Exercise input —
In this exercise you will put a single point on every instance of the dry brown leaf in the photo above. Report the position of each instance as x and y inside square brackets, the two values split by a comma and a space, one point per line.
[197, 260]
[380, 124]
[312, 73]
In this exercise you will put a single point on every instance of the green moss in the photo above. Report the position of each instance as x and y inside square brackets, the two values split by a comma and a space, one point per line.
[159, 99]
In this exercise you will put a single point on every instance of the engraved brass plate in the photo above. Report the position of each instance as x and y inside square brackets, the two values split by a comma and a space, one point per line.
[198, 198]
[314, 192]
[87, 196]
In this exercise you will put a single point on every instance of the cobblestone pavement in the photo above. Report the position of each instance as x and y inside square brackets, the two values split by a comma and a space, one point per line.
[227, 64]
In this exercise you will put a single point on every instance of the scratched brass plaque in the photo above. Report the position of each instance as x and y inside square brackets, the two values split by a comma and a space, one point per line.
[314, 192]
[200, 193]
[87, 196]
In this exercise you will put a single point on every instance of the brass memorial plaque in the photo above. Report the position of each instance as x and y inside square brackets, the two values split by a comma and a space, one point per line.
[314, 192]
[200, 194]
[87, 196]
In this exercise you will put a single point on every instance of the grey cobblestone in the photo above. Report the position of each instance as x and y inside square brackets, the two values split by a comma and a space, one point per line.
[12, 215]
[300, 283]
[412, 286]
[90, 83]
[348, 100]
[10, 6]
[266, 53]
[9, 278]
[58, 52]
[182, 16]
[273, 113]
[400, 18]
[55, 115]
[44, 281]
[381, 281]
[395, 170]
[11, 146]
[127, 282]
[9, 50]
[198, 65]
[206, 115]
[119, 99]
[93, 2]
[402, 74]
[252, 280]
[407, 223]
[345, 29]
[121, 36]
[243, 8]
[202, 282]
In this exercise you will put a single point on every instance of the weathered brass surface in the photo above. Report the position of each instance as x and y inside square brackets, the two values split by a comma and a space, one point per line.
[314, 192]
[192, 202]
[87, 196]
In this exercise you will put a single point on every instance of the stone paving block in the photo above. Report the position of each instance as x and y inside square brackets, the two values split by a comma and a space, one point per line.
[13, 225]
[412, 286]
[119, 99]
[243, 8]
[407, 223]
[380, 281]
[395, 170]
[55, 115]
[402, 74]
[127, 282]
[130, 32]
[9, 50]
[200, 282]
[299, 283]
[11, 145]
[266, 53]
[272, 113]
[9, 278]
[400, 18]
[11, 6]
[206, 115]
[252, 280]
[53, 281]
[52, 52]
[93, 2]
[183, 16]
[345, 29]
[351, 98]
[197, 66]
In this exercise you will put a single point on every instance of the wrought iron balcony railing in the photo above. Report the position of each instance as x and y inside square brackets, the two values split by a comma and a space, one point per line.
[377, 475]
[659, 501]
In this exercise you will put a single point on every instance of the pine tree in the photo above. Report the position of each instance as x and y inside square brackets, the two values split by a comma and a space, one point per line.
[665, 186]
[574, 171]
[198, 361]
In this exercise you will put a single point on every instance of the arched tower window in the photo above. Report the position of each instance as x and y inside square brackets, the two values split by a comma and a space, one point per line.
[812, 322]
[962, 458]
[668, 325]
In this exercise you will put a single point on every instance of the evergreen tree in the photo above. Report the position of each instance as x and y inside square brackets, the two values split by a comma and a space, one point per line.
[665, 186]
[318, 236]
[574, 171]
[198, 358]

What you should do — Take the records above and return them exactly as written.

Task answer —
In this exercise you will put a single point on every instance of the dry brown leaf in the photo above. Report the position of each instance as x and y inside square brackets, the two values split by a comma and a space, one point per line.
[197, 260]
[380, 124]
[312, 73]
In this exercise you will put a single point on every instance of the green moss in the photo above. Report the position of each instance as x and y inside square brackets, the two values split by a comma and a space, one point per line.
[159, 99]
In this exercise you will put a single point on every instance of the engraved brass plate in the photo above. Report the position of each instance as x and y inside square brackets, the two values split by a comma and a space, one point per line.
[198, 198]
[314, 192]
[87, 196]
In this exercise you will put a single point on every instance of the cobblestone pavement in the photo above. Report the position of each instance as x and y inside square brackets, the two values split by a comma and a space, one point per line.
[227, 64]
In this exercise you will put a single point on every instance of the scratched brass plaque in the photo above. Report the position of each instance as x and y inside square brackets, the two values split by a comma and a space, one point per line.
[314, 192]
[200, 193]
[87, 196]
In this exercise you will put a single point on every instance of the brass memorial plaque in the photo above. Report the position of each instance as x and y inside square brackets, the two values split by a comma and a space, one point per line.
[314, 192]
[200, 194]
[87, 196]
In this exercise you will put a single point on every instance of the grey cobblestone in the photo above. Report the position of each instance as x and y inside square brackets, the two values split by a comma and a space, one point per line.
[12, 215]
[300, 283]
[412, 286]
[90, 83]
[348, 100]
[10, 6]
[266, 53]
[9, 278]
[58, 52]
[182, 16]
[273, 113]
[400, 18]
[55, 115]
[44, 281]
[381, 281]
[395, 170]
[11, 146]
[127, 282]
[9, 50]
[198, 65]
[206, 115]
[119, 99]
[93, 2]
[402, 74]
[252, 280]
[407, 223]
[345, 29]
[121, 36]
[243, 8]
[202, 282]
In this exercise you will put a single point on every instance of the weathered brass surface in the photo above. Report the position of each instance as x and y inside square brackets, the two values split by a comma and a space, one point per line.
[314, 192]
[192, 202]
[87, 196]
In this exercise you will put a single point on every instance of the stone paving block in the photo above. Report the position of each instance as x and y inside square brackets, the two values split by a comma and a space, one point per line.
[13, 225]
[412, 286]
[119, 99]
[243, 8]
[407, 223]
[380, 281]
[395, 170]
[55, 115]
[402, 74]
[127, 282]
[130, 32]
[9, 50]
[200, 282]
[299, 283]
[11, 145]
[266, 53]
[272, 113]
[9, 278]
[400, 18]
[11, 6]
[206, 115]
[252, 280]
[53, 281]
[52, 52]
[93, 2]
[183, 16]
[345, 29]
[351, 98]
[197, 66]
In this exercise you will put a single point on every instance of the wrought iron balcony railing in the photo above. Report the position of each instance as x and y inside square brackets, the two values split by a comma and a space, one point per line.
[377, 475]
[659, 501]
In this exercise you will put a single point on every instance of the pine tree in the photo above. Report the position of each instance as x and y inside square brackets, the two values split by a comma and a space, one point per line.
[665, 186]
[574, 171]
[198, 361]
In this exercise you will put a single point on every instance of the arched tower window in the photo above. Report the position of each instance as x and y inside square brackets, the two values split by a comma and a space, one point per line.
[812, 322]
[962, 458]
[668, 325]
In this exercise you will put a single point on every instance of the evergreen tree in the photo above. Report the position of each instance as x and y inside square brackets, the two values split by a comma and a space, one point per line.
[665, 186]
[318, 236]
[574, 171]
[198, 358]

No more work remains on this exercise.